Please pick out every line of the material below that contains the word "branch" and copy each of those lines.

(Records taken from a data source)
━━━

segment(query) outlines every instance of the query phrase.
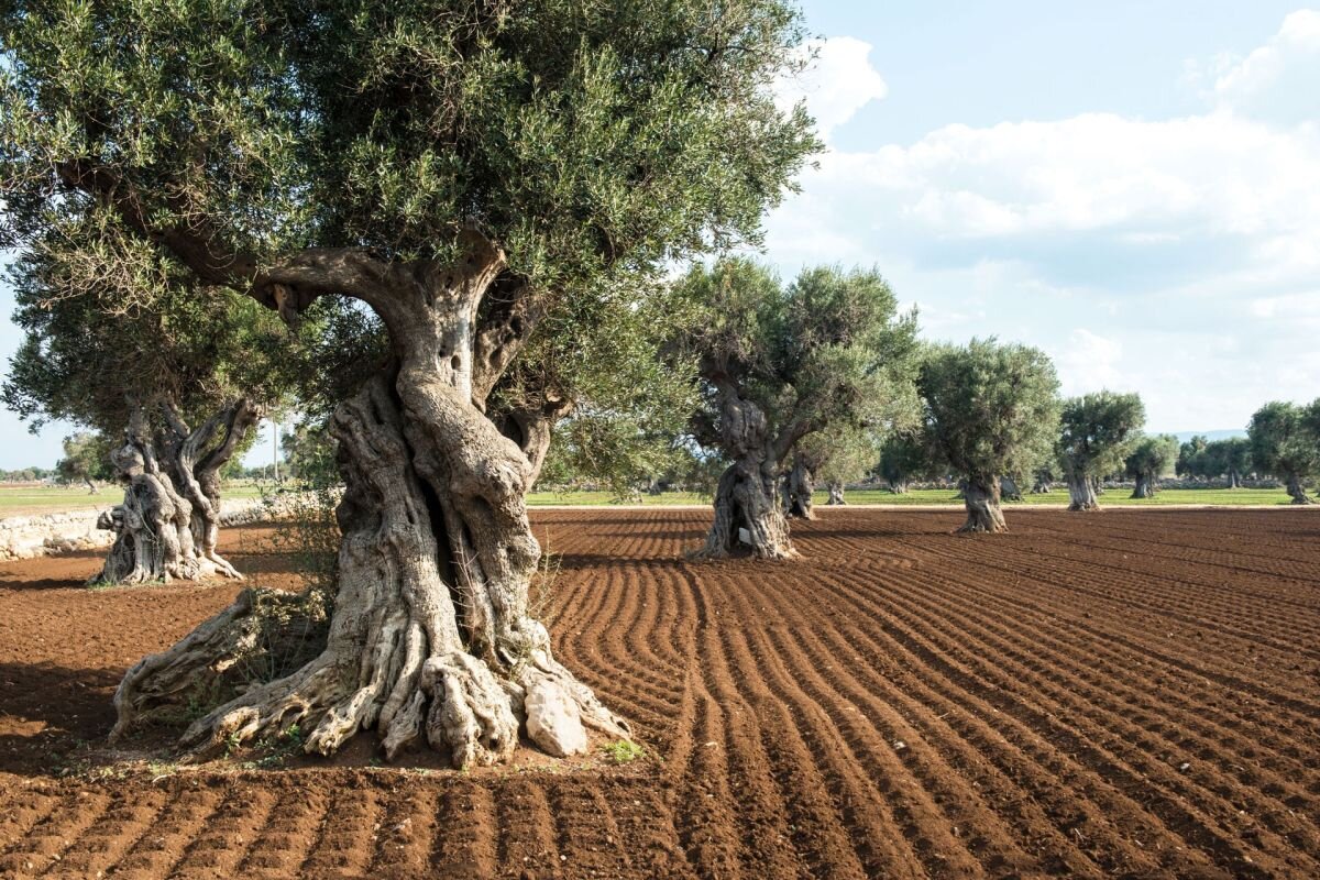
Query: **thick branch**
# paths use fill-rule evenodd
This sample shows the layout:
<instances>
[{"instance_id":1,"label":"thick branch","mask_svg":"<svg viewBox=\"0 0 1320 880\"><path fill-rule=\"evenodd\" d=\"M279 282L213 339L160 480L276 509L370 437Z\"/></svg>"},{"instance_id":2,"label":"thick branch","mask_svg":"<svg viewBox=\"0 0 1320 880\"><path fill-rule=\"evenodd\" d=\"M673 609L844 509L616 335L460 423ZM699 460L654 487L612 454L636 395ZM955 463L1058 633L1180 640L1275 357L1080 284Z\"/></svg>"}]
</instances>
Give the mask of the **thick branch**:
<instances>
[{"instance_id":1,"label":"thick branch","mask_svg":"<svg viewBox=\"0 0 1320 880\"><path fill-rule=\"evenodd\" d=\"M115 208L131 230L169 251L207 284L242 289L257 270L253 255L230 248L205 218L193 216L181 198L166 199L170 210L186 222L158 228L149 222L150 208L136 189L117 172L86 160L70 160L57 166L67 186L102 199Z\"/></svg>"},{"instance_id":2,"label":"thick branch","mask_svg":"<svg viewBox=\"0 0 1320 880\"><path fill-rule=\"evenodd\" d=\"M545 314L535 302L531 285L511 277L498 278L486 293L486 314L473 339L473 404L486 406L495 383L523 350Z\"/></svg>"}]
</instances>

━━━

Task answer =>
Query: **thick branch**
[{"instance_id":1,"label":"thick branch","mask_svg":"<svg viewBox=\"0 0 1320 880\"><path fill-rule=\"evenodd\" d=\"M279 282L213 339L160 480L276 509L370 437Z\"/></svg>"},{"instance_id":2,"label":"thick branch","mask_svg":"<svg viewBox=\"0 0 1320 880\"><path fill-rule=\"evenodd\" d=\"M673 609L844 509L616 335L460 423ZM699 460L654 487L612 454L636 395ZM955 463L1058 633L1180 640L1275 357L1080 284Z\"/></svg>"}]
Give the mask of the **thick branch**:
[{"instance_id":1,"label":"thick branch","mask_svg":"<svg viewBox=\"0 0 1320 880\"><path fill-rule=\"evenodd\" d=\"M115 208L131 230L169 251L207 284L242 289L257 270L253 255L230 248L205 218L193 216L181 198L166 199L170 210L186 222L158 228L149 222L150 208L136 189L117 172L86 160L70 160L57 166L67 186L102 199Z\"/></svg>"},{"instance_id":2,"label":"thick branch","mask_svg":"<svg viewBox=\"0 0 1320 880\"><path fill-rule=\"evenodd\" d=\"M545 314L535 302L531 285L511 277L498 278L486 293L486 314L473 339L473 404L486 406L495 383L523 350Z\"/></svg>"}]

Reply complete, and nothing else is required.